= Exercises to complete =
1: Reproduce word for word the passage in the article on reactions to the Christchurch attack that opens with the words containing "The heroes honoured" and closes with "in New Zealand.".
2: Write what follows in the article on reactions to the Christchurch mosque attack, picking up after its final sentence.

The heroes honoured after terrorist attacks are usually first responders, who rushed to the scene to rescue lives.
But after the Christchurch mosque attack, in which at least 50 people were killed, one young man rose to prominence about 1,500 miles away from the scene of the attack. A 17-year-old Melbourne, Australia, teenager, William Connolly, took matters into his own hands and egged a senator who had just blamed Muslims for the anti-Muslim attack that unfolded in New Zealand.
The video of the incident and of right-wing Queensland senator Fraser Anning subsequently punching Connolly immediately went viral. Around the world, he was celebrated, and Anning was condemned, even though some cautioned that a provocation that may result in further violence is never an appropriate response.
During his first interview on Australia's Network 10 on Monday, Connolly acknowledged that "what I did was not the right thing to do."
"However, this egg has united people, and, you know, money has been raised, tens of thousands of dollars have been raised for those victims," Connolly told the network.
"I've had one lady reach out to one of my friends in Christchurch, and she said to me that throughout this period of darkness in her life was the one time since she smiled since the tragedy, and that, I'm speechless," Connolly said.
Connolly may have been shocked by his sudden fame, after what appeared to be a more or less spontaneous idea in response to a tragic event. But researchers who have studied how human brains tend to react to terrorist attacks were probably less surprised. Prior research focusing on the 2011 right-wing extremist attack by Anders Breivik in Norway — considered a role model by the alleged Christchurch attacker — showed that terrorism often has a cross-border psychological impact.
After the 2011 attack, in which 77 people were killed, stress and trauma-related illnesses surged in neighboring Denmark as a direct impact of the Norway shooting.
"Our research shows that the effect of terrorist attacks cross national borders and affect people in other countries to such a degree that they develop mental disorders," Soren Dinesen Ostergaard, associate professor at the Department of Clinical Medicine at Aarhus University, said at the time.
While traumatic disorders among observers who watch coverage of terrorist attacks abroad remain rare, the Danish study backs up decades-old evidence for a much broader impact of such attacks than we often realise. "Terror Management Theory," Christopher R. Long and Dara N. Greenwood summarised in a 2013 study, referring to several colleagues' findings, "posits that human awareness (whether conscious or unconscious) of the inevitability of death can lead to potentially paralysing anxiety."
And that's where humour and the sort of response that captivated the world's attention hours after the Christchurch attack come in.
"Humour production may be particularly relevant to staving off death anxiety, not only because it typically is a culture-bound phenomenon, and hence useful for reaffirming one's place in society, but humour has also been identified as a psychologically useful coping mechanism that enables individuals to remain resilient in the face of aversive life circumstances," Long and Greenwood wrote.

Image point grounding data:
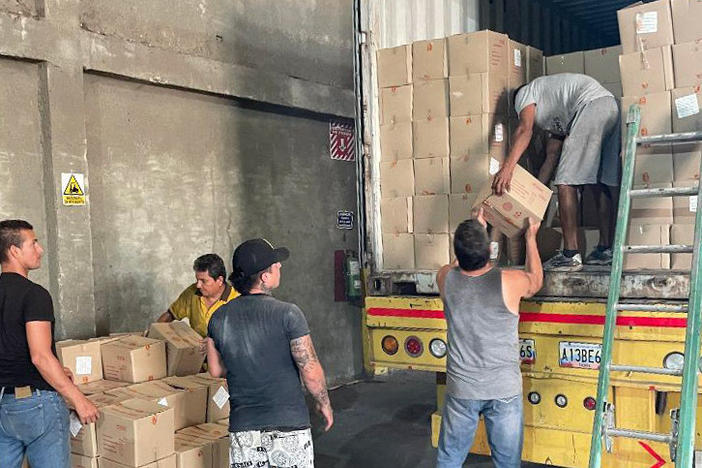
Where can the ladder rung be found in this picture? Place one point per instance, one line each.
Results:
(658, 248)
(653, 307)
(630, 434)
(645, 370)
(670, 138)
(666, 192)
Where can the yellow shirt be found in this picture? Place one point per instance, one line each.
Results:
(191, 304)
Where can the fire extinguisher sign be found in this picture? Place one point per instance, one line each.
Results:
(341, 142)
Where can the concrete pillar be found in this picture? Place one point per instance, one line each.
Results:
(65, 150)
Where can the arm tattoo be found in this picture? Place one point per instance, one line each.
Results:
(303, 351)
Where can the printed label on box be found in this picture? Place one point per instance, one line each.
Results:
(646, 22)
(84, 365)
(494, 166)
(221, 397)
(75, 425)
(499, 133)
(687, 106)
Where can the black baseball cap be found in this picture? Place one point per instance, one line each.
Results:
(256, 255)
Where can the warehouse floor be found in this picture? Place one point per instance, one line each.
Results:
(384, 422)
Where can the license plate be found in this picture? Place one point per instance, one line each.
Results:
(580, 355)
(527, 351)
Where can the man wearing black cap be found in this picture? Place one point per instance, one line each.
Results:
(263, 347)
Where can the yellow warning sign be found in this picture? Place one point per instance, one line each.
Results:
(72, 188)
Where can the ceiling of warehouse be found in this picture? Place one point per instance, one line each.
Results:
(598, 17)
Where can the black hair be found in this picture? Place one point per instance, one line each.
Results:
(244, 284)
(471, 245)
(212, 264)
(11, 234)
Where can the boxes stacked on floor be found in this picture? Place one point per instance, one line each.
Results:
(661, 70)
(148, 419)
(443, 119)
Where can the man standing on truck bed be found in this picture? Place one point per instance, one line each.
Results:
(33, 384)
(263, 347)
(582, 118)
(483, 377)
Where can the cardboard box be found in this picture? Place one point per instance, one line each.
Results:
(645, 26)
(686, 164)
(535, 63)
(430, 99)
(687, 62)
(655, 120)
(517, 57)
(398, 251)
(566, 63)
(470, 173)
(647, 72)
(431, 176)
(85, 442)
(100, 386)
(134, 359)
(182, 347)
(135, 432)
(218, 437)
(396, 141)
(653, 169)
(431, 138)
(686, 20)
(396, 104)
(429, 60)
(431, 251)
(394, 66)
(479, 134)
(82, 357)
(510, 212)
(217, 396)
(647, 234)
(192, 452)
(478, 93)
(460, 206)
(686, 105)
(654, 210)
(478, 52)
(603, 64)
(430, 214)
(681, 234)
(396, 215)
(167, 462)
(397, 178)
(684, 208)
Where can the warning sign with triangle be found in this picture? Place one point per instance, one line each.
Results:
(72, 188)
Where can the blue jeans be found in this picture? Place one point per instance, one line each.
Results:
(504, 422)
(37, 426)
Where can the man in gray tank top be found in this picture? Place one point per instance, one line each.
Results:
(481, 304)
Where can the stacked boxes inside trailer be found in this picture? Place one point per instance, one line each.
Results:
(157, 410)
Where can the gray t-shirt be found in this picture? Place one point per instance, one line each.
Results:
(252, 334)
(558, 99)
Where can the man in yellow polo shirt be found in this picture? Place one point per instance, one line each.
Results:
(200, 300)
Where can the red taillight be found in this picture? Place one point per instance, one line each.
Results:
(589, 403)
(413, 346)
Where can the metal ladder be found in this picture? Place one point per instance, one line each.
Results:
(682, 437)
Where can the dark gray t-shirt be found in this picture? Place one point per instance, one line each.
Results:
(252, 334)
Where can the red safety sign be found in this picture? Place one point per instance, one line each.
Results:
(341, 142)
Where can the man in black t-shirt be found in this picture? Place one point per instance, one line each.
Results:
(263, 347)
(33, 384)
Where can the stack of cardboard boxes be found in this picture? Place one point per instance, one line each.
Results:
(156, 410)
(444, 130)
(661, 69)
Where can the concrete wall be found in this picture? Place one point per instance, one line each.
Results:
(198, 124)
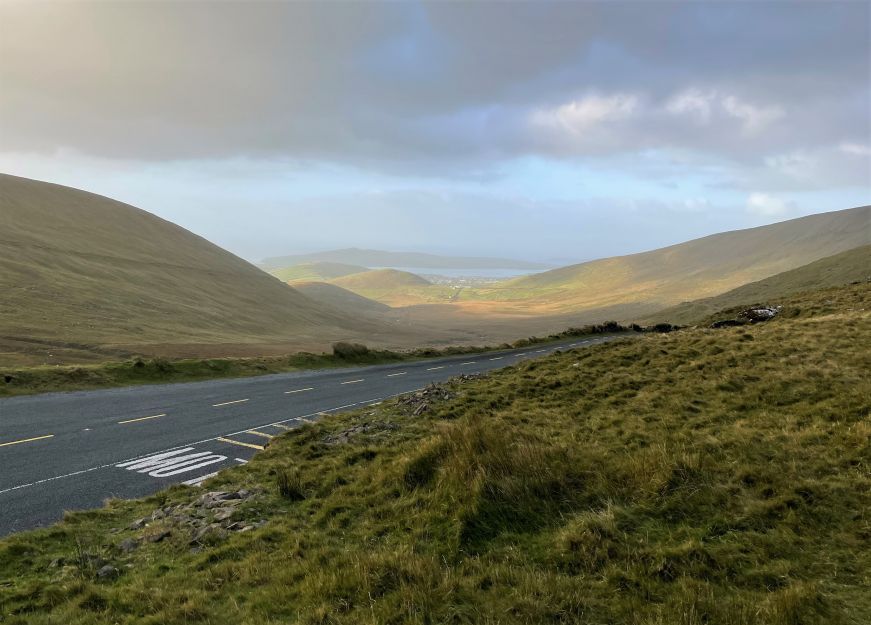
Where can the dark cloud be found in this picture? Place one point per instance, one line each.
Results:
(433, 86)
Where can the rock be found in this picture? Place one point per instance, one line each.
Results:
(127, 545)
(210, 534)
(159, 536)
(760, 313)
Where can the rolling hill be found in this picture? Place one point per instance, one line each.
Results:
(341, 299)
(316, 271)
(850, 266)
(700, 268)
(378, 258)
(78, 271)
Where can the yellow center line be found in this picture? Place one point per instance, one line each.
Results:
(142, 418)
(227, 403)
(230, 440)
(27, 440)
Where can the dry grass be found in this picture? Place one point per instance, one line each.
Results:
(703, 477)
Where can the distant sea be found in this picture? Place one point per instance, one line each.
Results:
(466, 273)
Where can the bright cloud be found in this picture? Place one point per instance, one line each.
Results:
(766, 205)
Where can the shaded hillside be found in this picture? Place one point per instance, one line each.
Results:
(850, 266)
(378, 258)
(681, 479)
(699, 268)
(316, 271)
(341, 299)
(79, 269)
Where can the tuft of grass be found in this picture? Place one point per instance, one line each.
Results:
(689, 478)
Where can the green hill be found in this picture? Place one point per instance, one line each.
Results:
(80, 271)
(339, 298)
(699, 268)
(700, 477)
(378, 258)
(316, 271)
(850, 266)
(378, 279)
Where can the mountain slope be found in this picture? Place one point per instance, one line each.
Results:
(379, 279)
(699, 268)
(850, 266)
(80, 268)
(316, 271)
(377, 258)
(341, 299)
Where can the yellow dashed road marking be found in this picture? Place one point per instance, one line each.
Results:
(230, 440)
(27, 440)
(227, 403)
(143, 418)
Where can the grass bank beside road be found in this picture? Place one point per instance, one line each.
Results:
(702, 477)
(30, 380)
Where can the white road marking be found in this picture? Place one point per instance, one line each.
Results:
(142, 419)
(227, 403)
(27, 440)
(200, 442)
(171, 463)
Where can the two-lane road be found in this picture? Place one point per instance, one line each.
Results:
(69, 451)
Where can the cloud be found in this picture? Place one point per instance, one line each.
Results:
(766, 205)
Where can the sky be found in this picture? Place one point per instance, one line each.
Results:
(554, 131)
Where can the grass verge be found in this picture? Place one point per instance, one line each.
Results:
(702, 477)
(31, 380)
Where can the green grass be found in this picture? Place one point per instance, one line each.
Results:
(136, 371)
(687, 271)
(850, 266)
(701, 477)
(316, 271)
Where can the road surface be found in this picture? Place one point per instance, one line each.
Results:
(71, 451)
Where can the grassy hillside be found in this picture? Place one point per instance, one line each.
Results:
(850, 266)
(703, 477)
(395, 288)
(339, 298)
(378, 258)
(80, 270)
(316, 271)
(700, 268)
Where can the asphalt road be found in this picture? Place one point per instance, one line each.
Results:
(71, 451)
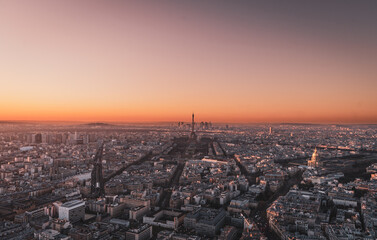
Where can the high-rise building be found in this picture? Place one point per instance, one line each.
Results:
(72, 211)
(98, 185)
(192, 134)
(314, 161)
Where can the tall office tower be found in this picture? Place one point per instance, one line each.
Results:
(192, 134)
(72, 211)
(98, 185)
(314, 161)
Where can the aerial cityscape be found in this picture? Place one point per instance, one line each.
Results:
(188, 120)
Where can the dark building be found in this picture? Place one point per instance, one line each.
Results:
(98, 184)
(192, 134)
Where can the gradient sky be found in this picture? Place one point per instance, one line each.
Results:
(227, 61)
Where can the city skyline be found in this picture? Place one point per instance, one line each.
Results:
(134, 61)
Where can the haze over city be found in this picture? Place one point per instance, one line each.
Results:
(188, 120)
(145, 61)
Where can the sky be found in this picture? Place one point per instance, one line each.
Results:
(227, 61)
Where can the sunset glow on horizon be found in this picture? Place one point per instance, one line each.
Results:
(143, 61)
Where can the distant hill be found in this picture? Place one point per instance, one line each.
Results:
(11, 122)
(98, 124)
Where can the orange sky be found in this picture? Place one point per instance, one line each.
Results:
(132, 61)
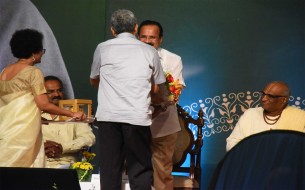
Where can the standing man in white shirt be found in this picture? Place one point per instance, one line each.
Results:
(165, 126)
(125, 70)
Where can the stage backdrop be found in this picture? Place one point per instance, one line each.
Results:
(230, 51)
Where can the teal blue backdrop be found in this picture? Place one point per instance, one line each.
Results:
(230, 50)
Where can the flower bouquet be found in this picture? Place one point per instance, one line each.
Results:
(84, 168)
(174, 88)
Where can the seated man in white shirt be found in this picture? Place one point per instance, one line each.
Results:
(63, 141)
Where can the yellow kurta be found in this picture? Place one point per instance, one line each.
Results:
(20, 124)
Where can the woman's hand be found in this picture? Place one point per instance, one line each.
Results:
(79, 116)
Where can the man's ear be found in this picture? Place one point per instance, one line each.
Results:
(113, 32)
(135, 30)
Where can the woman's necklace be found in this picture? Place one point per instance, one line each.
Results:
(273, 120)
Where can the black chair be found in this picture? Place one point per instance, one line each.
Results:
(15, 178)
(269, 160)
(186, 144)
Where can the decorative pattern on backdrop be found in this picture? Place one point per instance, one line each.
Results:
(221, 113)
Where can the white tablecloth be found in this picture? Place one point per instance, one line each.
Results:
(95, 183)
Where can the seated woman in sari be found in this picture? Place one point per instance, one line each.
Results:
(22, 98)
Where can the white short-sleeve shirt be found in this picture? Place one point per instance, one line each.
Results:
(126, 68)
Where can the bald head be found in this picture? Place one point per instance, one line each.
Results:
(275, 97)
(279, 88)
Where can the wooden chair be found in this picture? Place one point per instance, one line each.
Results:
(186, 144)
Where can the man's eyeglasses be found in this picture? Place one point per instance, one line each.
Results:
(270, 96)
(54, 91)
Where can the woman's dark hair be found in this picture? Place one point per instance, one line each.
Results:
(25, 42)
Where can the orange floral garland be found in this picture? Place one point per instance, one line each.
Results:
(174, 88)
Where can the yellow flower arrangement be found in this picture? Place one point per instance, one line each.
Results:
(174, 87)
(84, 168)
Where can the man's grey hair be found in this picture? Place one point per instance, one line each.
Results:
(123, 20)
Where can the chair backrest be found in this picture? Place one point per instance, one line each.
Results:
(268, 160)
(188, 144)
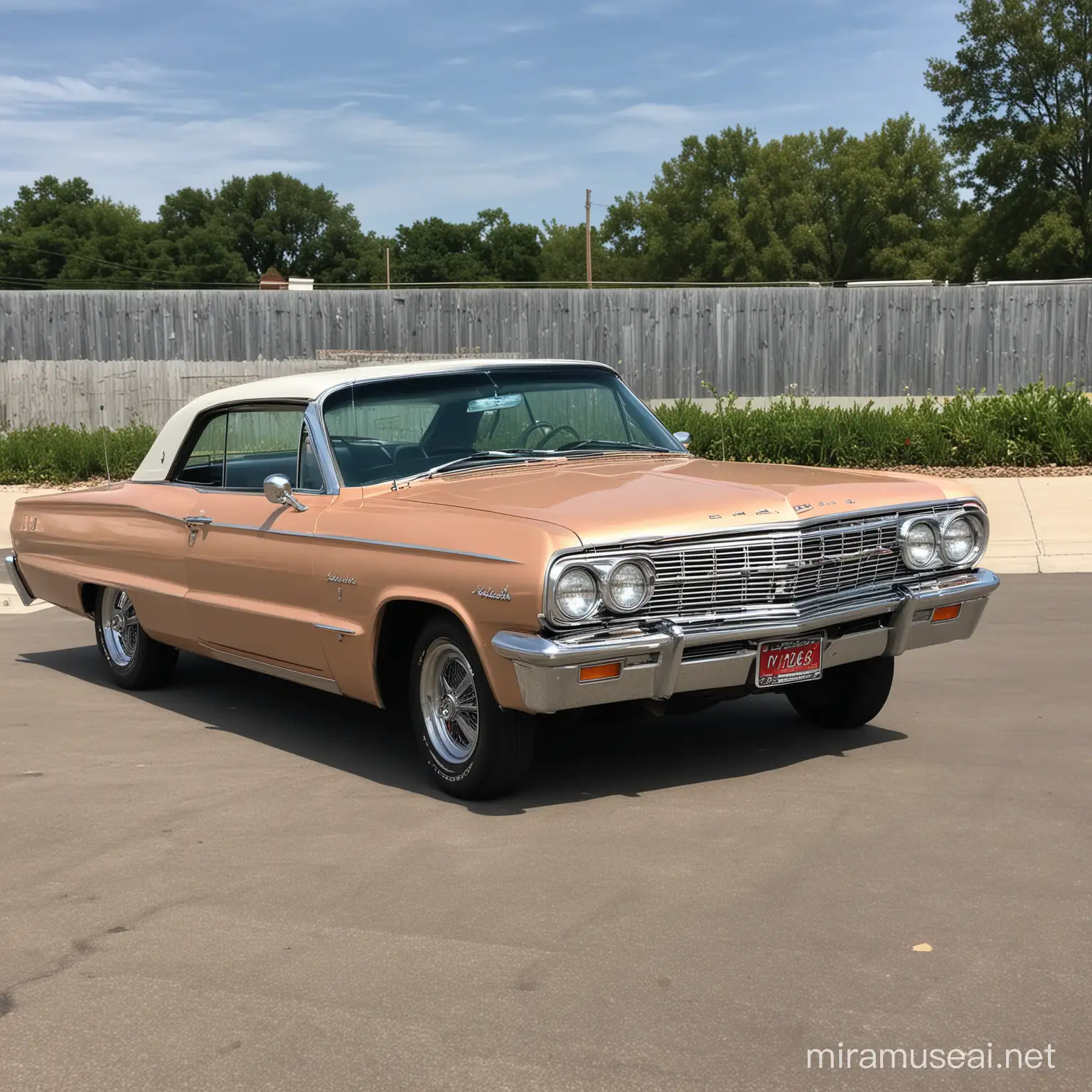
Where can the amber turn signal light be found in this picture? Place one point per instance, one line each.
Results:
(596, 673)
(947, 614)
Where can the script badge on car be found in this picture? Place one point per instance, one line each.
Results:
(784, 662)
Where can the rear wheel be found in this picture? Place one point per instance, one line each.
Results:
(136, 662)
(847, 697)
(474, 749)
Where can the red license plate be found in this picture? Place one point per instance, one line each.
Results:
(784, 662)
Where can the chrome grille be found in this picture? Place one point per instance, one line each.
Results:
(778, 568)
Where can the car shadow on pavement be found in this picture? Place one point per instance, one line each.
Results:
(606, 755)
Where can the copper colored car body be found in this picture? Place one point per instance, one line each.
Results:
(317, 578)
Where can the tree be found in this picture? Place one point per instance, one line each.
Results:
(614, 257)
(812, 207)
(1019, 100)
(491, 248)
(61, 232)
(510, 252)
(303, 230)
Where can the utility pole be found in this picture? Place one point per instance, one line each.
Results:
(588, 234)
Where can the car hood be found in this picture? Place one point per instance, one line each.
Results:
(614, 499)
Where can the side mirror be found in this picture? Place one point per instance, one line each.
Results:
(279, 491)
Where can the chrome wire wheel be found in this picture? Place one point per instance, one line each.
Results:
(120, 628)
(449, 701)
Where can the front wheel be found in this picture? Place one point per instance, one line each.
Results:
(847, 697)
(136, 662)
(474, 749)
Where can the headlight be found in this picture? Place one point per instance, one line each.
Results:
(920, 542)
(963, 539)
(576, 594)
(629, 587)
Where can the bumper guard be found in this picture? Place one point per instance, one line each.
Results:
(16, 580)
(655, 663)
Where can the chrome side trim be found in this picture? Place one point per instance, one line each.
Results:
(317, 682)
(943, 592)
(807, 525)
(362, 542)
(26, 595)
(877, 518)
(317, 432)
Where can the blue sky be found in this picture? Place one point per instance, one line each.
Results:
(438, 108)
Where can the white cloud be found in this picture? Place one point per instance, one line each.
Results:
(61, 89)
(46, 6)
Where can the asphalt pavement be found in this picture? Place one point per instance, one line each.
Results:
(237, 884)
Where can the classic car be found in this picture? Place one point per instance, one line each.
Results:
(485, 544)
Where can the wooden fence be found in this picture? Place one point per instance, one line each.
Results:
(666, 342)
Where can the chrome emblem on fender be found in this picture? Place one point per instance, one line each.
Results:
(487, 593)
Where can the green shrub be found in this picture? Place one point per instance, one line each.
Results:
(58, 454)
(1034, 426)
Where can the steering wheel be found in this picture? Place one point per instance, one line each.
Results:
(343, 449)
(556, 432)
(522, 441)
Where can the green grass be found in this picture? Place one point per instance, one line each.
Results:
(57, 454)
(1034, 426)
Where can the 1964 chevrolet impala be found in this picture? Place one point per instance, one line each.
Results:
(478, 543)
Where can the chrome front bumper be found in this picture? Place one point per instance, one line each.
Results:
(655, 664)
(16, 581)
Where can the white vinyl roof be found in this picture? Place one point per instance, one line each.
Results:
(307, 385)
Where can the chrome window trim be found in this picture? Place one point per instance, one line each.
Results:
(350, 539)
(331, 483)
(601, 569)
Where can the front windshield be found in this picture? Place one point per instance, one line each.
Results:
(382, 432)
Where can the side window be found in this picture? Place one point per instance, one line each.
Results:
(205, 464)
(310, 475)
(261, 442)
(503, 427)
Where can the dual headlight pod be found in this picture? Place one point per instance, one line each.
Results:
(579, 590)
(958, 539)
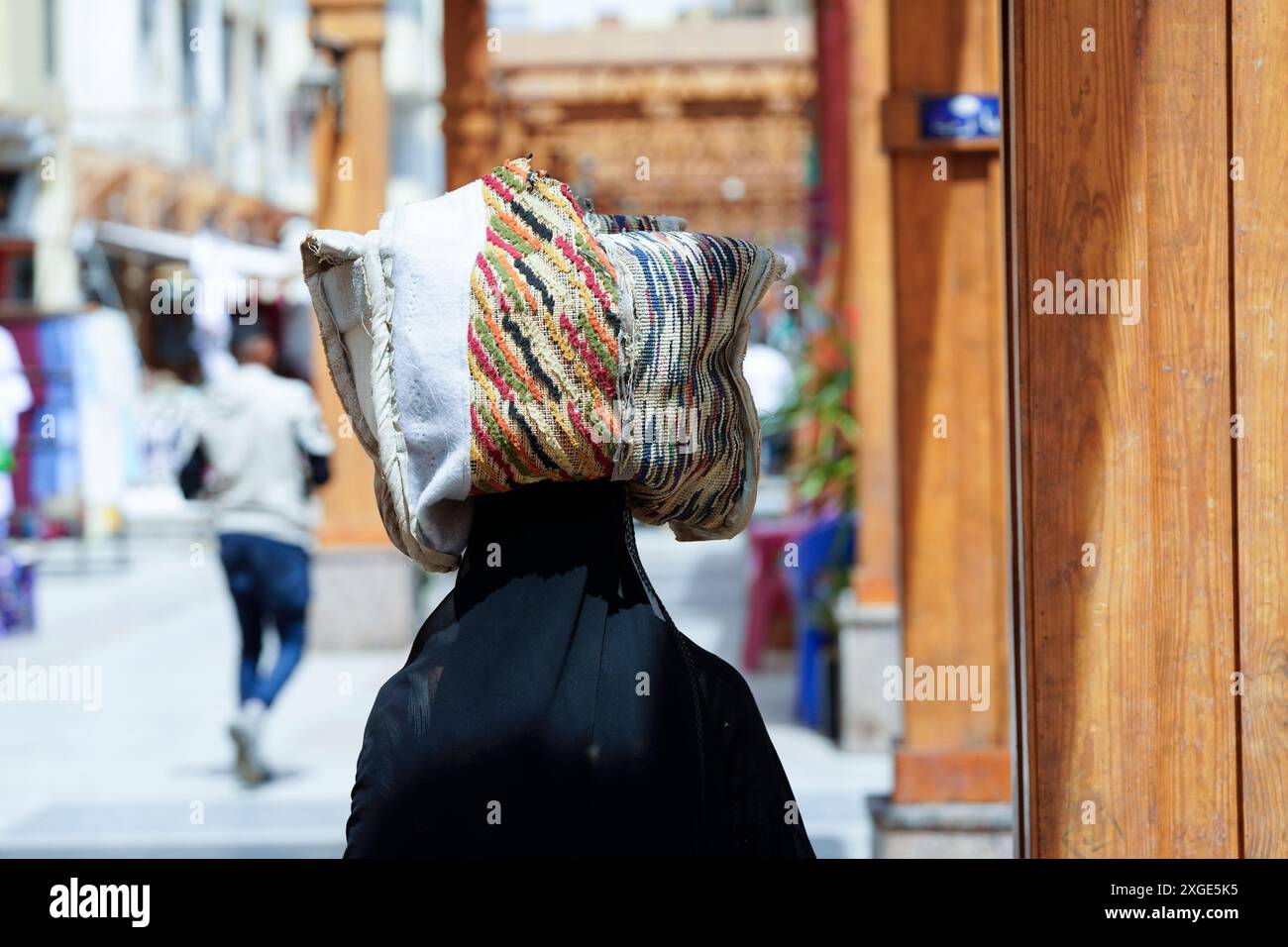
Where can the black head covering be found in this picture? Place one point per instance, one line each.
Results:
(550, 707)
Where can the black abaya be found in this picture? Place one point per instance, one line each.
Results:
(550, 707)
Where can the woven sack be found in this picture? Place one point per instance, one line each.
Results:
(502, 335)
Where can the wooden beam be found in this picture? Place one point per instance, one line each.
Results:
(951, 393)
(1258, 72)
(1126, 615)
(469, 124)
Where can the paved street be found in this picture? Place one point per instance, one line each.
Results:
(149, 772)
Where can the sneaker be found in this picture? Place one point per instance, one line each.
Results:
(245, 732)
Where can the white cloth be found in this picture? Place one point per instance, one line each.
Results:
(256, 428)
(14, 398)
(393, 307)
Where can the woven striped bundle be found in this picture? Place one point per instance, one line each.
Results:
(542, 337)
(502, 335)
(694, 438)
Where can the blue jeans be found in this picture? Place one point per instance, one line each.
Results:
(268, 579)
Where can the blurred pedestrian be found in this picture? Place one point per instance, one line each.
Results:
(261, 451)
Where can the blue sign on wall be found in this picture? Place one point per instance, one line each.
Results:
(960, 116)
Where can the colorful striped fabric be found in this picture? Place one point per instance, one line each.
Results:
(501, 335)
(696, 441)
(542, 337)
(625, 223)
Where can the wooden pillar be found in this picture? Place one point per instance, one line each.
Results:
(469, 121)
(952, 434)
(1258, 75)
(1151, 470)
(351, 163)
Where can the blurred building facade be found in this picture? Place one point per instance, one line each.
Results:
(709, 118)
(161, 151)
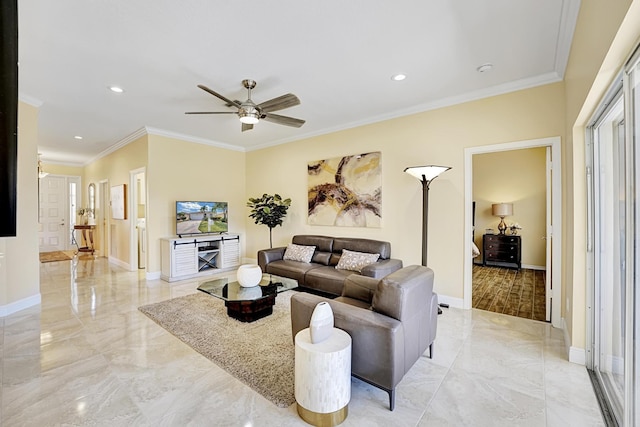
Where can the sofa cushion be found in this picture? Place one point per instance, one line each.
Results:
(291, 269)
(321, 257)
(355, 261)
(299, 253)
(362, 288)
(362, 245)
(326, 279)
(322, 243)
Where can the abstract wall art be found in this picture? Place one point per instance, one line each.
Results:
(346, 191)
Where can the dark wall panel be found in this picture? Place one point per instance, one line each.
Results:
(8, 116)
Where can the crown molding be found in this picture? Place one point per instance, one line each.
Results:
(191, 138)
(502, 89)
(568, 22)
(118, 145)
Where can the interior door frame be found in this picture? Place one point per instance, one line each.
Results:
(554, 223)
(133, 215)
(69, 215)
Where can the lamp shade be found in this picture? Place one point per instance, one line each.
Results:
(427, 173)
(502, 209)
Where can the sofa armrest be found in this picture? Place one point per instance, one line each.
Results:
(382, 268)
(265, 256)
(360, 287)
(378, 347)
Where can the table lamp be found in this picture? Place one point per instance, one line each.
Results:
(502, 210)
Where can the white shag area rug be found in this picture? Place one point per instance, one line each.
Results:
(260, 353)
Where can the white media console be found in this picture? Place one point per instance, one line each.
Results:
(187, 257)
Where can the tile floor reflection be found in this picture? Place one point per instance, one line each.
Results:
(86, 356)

= Expected results =
1:
The heroes honoured after terrorist attacks are usually first responders, who rushed to the scene to rescue lives.
But after the Christchurch mosque attack, in which at least 50 people were killed, one young man rose to prominence about 1,500 miles away from the scene of the attack. A 17-year-old Melbourne, Australia, teenager, William Connolly, took matters into his own hands and egged a senator who had just blamed Muslims for the anti-Muslim attack that unfolded in New Zealand.

2:
The two researchers also argue that humour "may be conceived of, in part, as a route by which a sense of meaning or control is achieved via adaptive distancing from an otherwise overwhelming situation." In the case of the Australian senator, observers may have applauded what they saw as a justifiable public embarrassment of a politician whose anti-Muslim ideology has been condemned for encouraging right-wing extremist ideologies and for potentially radical zing extremists.
Anning's violent response to what appeared to be a harmless incident made viewers around the world rally around "egg boy" even more. That mix of the response to being egged and the underlying circumstances determine in which direction public opinion will sway. When John Prescott, who was British deputy prime minister at the time, was egged in 2001, he tackled the egg thrower in what tabloids later dubbed a "punch scuffle." Surveys subsequently suggested that the public largely considered Prescott's violent response to be justified. Such support rises and falls with the popularity of the target, though, and some politicians may have wished they had responded to being caked or egged in a more restrained way.
French politician Nicolas Sarkozy, for instance, responded in fury after he had a pie thrown at him while he was still a local mayor. But about two decades later, then-President Sarkozy himself had to apologise after his own son threw a tomato at a police officer.
While eggs and other items thrown at politicians almost always spark debates over the limits of reasonable protest, they often distract from the more serious issues that triggered those incidents. In the case of Connolly, distraction may have been exactly what the millions of viewers were looking for.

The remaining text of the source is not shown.